- _DIRECTIONS_:
Please update the stretch of the study-design passage from "Researchers perform an" through "that arise naturally.", rewriting it with "surveys" changed to "questionnaires".

- _EXTRACTED TEXT_:
⟨

Researchers perform an observational study when they collect data without interfering with how the data arise. For instance, researchers may collect information via surveys, review medical or company records, or follow a cohort of many similar individuals to study why certain diseases might develop. In each of these situations, researchers merely observe or take measurements of things that arise naturally.

When researchers want to investigate the possibility of a causal connection, they conduct an experiment. For all experiments, the researchers must impose a treatment. For most studies there will be both an explanatory and a response variable. For instance, we may suspect administering a drug will reduce mortality in heart attack patients over the following year. To check if there really is a causal connection between the explanatory variable and the response, researchers will collect a sample of individuals and split them into groups. The individuals in each group are assigned a treatment. When individuals are randomly assigned to a group, the experiment is called a randomized experiment. For example, each heart attack patient in the drug trial could be randomly assigned into one of two groups: the first group receives a placebo (fake treatment) and the second group receives the drug. See the case study in Section 1.1 for another example of an experiment, though that study did not employ a placebo.

Suppose that a researcher is interested in the average tip customers at a particular restaurant give. Should she carry out an observational study or an experiment?

Solution

In addressing this question, we ask, “Will the researcher be imposing any treatment?” Because there is no treatment or interference that would be applicable here, it will be an observational study. Additionally, one consideration the researcher should be aware of is that, if customers know their tips are being recorded, it could change their behavior, making the results of the study inaccurate.

Association $\neq$ causation.

In general, association does not imply causation, and causation can only be inferred from a randomized experiment.

Subsection1.3.6Section summary

• The population is the entire group that the researchers are interested in. Because it is usually too costly to gather the data for the entire population, researchers will collect data from a sample, representing a subset of the population.

• A parameter is a true quantity for the entire population, while a statistic is what is calculated from the sample. A parameter is about a population and a statistic is about a sample. Remember: p goes with p and s goes with s.

• Two common summary quantities are mean (for numerical variables) and proportion (for categorical variables).

• Finding a good estimate for a population parameter requires a random sample; do not generalize from anecdotal evidence.

• There are two primary types of data collection: observational studies and experiments. In an experiment, researchers impose a treatment to look for a causal relationship between the treatment and the response. In an observational study, researchers simply collect data without imposing any treatment.

• Remember: Correlation is not causation! In other words, an association between two variables does not imply that one causes the other. Proving a causal relationship requires a well-designed experiment.

Exercises1.3.7Exercises

1.Air pollution and birth outcomes, scope of inference.

Exercise 1.2.6.1 introduces a study where researchers collected data to examine the relationship between air pollutants and preterm births in Southern California. During the study air pollution levels were measured by air quality monitoring stations. Length of gestation data were collected on 143,196 births between the years 1989 and 1993, and air pollution exposure during gestation was calculated for each birth.

1. Identify the population of interest and the sample in this study.

2. Comment on whether or not the results of the study can be generalized to the population, and if the findings of the study can be used to establish causal relationships.

Solution

(a) Population: all births, sample: 143,196 births between 1989 and 1993 in Southern California.

(b) If births in this time span at the geography can be considered to be representative of all births, then the results are generalizable to the population of Southern California. However, since the study is observational the findings cannot be used to establish causal relationships.

⟩

- _EXTRACTED DATA_:

⟨

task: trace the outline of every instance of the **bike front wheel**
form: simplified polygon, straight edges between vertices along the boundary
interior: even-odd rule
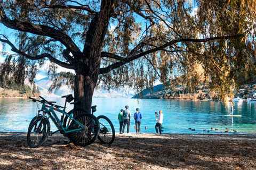
[[[46,118],[36,120],[28,129],[27,143],[33,148],[41,146],[47,140],[50,130],[50,122]]]
[[[81,129],[79,131],[70,132],[69,139],[75,145],[86,146],[93,142],[99,135],[100,126],[97,118],[90,113],[83,113],[75,119],[81,123],[83,127],[78,125],[74,120],[70,123],[69,130]]]
[[[111,144],[115,140],[115,132],[112,122],[103,115],[97,117],[100,124],[100,133],[98,139],[102,143]]]

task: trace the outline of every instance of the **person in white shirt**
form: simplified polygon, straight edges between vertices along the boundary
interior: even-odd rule
[[[157,115],[157,112],[155,112],[156,114],[156,121],[157,121],[155,128],[156,129],[156,133],[158,133],[158,130],[157,128],[159,129],[159,133],[160,134],[162,134],[162,124],[163,123],[163,114],[162,113],[162,110],[159,110],[159,115]]]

⟩

- _ANSWER FOR THIS EXERCISE_:
Researchers perform an observational study when they collect data without interfering with how the data arise. For instance, researchers may collect information via questionnaires, review medical or company records, or follow a cohort of many similar individuals to study why certain diseases might develop. In each of these situations, researchers merely observe or take measurements of things that arise naturally.